-- start INPUT MATERIAL --

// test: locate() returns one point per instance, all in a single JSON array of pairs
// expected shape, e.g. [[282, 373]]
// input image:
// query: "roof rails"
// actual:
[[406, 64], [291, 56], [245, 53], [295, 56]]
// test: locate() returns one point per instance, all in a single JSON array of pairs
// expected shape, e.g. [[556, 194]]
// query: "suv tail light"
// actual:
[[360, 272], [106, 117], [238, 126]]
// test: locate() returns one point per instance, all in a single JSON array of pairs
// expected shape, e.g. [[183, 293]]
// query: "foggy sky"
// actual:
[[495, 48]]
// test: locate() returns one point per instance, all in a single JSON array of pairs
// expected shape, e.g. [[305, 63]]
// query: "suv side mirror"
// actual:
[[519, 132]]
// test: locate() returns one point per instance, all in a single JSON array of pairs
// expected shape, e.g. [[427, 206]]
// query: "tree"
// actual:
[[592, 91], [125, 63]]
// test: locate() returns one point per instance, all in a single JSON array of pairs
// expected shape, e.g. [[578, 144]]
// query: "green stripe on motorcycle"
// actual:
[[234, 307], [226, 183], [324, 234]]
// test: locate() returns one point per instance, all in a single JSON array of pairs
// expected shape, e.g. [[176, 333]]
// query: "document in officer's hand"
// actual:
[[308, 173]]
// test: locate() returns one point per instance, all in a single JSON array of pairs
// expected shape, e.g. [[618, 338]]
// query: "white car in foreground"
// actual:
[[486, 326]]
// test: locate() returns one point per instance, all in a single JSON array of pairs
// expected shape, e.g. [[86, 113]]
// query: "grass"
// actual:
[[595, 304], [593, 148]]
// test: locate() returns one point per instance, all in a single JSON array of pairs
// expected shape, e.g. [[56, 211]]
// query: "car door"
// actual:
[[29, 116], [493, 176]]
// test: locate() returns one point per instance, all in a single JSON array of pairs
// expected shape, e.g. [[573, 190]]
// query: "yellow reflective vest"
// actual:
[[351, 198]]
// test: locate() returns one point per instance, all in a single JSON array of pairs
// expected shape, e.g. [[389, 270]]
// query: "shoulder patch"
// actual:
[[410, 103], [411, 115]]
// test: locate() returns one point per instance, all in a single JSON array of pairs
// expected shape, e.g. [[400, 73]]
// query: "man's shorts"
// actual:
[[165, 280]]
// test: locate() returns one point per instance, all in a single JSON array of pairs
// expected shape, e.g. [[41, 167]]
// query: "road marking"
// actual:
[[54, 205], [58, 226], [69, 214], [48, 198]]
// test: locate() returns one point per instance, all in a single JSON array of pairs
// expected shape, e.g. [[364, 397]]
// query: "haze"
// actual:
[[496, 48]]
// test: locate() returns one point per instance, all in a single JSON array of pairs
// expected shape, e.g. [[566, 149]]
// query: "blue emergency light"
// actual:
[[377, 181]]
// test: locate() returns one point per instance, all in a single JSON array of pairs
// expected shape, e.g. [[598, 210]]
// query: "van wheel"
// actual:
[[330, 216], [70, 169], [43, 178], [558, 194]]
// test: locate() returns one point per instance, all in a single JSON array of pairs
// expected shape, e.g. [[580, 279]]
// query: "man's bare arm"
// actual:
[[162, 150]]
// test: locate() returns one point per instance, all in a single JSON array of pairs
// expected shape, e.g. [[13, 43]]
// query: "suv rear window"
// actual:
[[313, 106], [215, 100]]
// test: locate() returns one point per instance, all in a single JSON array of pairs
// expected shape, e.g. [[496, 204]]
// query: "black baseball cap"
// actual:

-- end INPUT MATERIAL --

WHAT TO PRODUCE: Output all of the material, please, exactly as it stands.

EXERCISE SOLUTION:
// test: locate() returns one point per instance, all in a single JSON array of pairs
// expected shape, e.g. [[282, 373]]
// input image:
// query: "roof rails"
// actual:
[[406, 64], [291, 56], [245, 53], [295, 56]]
// test: locate() returns one point per instance, all in a single JSON array of pairs
// expected shape, e.g. [[556, 194]]
// query: "suv tail light"
// actual:
[[360, 272], [106, 117], [238, 126]]
// test: locate() returns one point per instance, all in a single JSON array of pairs
// expected shape, e.g. [[183, 293]]
// query: "foggy sky"
// actual:
[[495, 48]]
// test: locate() returns one point per instance, all in a single JSON array of pairs
// expected shape, e.g. [[305, 63]]
// query: "suv side mirror"
// actual:
[[519, 132]]
// test: locate() returns one point per instance, all in a single JSON array of pairs
// expected shape, e.g. [[427, 206]]
// query: "tree"
// actual:
[[592, 91], [125, 63]]
// test: locate() returns one point per instance, all in a single JSON array of pairs
// expected shape, e.g. [[578, 144]]
// query: "green stripe on motorcycle"
// actual:
[[234, 307], [226, 183], [324, 234]]
// test: locate() returns one point per instance, all in a single JSON array of pairs
// expected shape, e.g. [[176, 333]]
// query: "document in officer's hand"
// actual:
[[308, 173]]
// test: locate() returns one point per instance, all in a single JSON array of pairs
// expected shape, e.g. [[618, 338]]
// query: "white car in foreground"
// actual:
[[486, 326]]
// test: locate() returns one point per instance, all in a single JSON array of pairs
// expected shape, e.g. [[86, 113]]
// query: "grass"
// actual:
[[595, 304], [593, 148]]
// test: locate() returns one point per instance, all in a single JSON array of pairs
// expected shape, e.g. [[56, 211]]
// query: "car door"
// actual:
[[29, 116], [493, 176]]
// test: locate() returns one point per instance, all in a single JSON array of pairs
// expected shape, e.g. [[573, 190]]
// query: "yellow reflective vest"
// actual:
[[351, 198]]
// test: locate() returns one point per instance, all in a single JSON array of pairs
// expected shape, e.g. [[389, 270]]
// query: "shoulder patch"
// actual:
[[410, 103], [411, 115]]
// test: locate() returns one point per instance, all in a single JSON array of pairs
// expected shape, e.g. [[400, 73]]
// query: "man's shorts"
// actual:
[[165, 280]]
// test: locate() returns one point per instance, all in a single JSON array of pairs
// expected shape, e.g. [[41, 167]]
// query: "road marking"
// actual:
[[54, 205], [58, 226], [69, 214], [48, 198]]
// test: locate() returns one point per instance, all in a single JSON array of pairs
// expected shape, e.g. [[364, 397]]
// query: "haze"
// actual:
[[496, 48]]
// test: locate() returns one point per instance, all in a single JSON array of pairs
// expected shape, e.g. [[566, 149]]
// query: "blue emergency light"
// actual:
[[377, 181]]
// test: locate() returns one point per instance, all in a single JSON array of pairs
// expected shape, e.g. [[598, 210]]
// query: "van wheel"
// actual:
[[330, 216], [70, 169], [43, 178], [558, 194]]
// test: locate() returns one point per instance, all in a single JSON array of pairs
// expected shape, e.g. [[580, 279]]
// query: "man's bare arm"
// actual:
[[162, 150]]
// test: locate() returns one point per instance, all in a single JSON array of pairs
// expected shape, e.g. [[13, 43]]
// query: "suv rear window"
// actual:
[[313, 106], [215, 100]]
// test: locate() returns one point per instance, all in a single JSON array of pairs
// expected shape, e.g. [[496, 204]]
// query: "black baseball cap"
// actual:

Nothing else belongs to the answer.